[What is required] Rewrite the data below with every "bounding boxes" changed to "box coordinates", and leave everything else as it is.

[Task inputs]
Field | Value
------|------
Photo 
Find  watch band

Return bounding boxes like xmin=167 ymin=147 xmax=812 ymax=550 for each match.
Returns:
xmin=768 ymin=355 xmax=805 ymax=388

[Reply]
Field | Value
------|------
Photo 
Find  watch band

Return box coordinates like xmin=167 ymin=147 xmax=812 ymax=550 for each match.
Returns:
xmin=768 ymin=355 xmax=805 ymax=388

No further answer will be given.